(ACTIVITY) Copy out, unchanged, every line from the start of the records to the line that contains "column 103, row 113", and stop there.

────────────────────

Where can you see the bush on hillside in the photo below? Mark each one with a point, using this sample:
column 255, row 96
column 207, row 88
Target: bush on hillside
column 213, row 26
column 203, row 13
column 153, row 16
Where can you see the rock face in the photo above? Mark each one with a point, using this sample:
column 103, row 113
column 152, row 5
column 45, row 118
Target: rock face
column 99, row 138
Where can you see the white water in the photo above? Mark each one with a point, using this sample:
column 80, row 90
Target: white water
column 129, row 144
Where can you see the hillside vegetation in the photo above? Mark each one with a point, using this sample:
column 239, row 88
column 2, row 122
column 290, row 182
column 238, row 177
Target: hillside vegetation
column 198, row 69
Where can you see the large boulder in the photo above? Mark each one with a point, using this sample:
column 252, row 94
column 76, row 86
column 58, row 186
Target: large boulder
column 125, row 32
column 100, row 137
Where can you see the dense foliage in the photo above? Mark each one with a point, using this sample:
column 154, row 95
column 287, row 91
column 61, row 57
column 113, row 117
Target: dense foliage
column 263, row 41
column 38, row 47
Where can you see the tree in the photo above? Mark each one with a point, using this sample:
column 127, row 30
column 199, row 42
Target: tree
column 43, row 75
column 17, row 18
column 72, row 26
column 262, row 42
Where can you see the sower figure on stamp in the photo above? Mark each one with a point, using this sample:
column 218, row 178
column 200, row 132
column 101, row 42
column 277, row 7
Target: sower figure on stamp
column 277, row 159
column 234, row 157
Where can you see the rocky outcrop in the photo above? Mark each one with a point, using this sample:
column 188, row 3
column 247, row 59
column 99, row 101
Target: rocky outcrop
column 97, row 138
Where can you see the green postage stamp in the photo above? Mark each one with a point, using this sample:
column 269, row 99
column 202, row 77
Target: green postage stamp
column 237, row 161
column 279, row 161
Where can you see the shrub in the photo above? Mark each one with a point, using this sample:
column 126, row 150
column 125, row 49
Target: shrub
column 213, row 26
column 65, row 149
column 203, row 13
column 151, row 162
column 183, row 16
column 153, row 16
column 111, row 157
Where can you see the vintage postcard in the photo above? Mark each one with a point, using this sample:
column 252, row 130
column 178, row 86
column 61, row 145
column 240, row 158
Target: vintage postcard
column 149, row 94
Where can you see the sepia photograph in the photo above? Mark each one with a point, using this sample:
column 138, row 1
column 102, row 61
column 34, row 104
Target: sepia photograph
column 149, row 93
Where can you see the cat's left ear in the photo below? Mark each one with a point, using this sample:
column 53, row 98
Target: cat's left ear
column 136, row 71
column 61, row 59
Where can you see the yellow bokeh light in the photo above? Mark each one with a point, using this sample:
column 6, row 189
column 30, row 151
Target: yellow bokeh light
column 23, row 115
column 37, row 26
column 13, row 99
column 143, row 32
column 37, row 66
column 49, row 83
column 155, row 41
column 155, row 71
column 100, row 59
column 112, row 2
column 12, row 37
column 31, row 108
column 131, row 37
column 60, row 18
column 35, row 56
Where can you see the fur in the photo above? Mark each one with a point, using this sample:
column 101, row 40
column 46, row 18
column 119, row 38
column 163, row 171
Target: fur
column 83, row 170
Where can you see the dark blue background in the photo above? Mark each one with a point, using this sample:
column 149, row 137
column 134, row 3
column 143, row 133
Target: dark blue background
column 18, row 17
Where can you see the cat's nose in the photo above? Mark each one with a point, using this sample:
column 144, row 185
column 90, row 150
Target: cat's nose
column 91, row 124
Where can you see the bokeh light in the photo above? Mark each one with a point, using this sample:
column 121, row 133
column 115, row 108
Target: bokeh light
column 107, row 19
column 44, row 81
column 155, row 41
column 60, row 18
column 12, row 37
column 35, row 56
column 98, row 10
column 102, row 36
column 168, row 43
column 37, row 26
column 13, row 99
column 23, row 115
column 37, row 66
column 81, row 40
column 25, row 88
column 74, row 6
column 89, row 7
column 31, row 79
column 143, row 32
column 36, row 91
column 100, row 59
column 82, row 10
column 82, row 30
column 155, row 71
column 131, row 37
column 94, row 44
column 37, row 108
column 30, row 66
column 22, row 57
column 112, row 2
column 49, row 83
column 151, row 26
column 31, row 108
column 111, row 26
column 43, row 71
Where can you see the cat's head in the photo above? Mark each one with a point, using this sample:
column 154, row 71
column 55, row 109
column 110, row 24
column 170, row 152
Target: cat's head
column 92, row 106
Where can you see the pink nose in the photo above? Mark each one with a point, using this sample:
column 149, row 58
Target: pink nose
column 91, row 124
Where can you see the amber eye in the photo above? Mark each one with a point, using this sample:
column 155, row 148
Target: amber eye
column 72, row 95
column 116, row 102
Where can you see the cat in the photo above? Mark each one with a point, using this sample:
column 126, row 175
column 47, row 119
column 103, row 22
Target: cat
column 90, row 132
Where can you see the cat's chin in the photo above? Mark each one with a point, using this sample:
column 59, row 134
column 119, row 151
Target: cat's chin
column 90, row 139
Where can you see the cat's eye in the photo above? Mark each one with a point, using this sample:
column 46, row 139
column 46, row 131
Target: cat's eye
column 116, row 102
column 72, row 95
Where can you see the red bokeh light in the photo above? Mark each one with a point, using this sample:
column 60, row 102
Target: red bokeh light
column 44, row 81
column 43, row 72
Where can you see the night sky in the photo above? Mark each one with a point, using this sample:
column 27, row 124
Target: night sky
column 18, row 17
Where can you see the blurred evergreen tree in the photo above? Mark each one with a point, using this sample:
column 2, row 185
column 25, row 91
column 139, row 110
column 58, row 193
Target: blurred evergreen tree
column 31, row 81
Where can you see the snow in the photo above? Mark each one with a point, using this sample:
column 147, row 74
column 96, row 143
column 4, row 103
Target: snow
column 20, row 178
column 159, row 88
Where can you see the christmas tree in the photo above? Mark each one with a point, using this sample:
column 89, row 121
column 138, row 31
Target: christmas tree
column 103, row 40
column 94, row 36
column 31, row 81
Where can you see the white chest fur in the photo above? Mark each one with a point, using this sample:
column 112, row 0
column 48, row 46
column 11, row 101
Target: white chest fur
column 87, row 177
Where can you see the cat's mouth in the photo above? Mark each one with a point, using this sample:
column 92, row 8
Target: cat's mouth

────────────────────

(RESULT OF THE TASK)
Where can you see the bush on hillside in the photo below? Mark each one with a point, using this sample:
column 255, row 96
column 207, row 88
Target: bush on hillside
column 213, row 26
column 203, row 13
column 153, row 16
Where can you see the rock face in the photo above? Mark each one with a point, using this sample:
column 103, row 113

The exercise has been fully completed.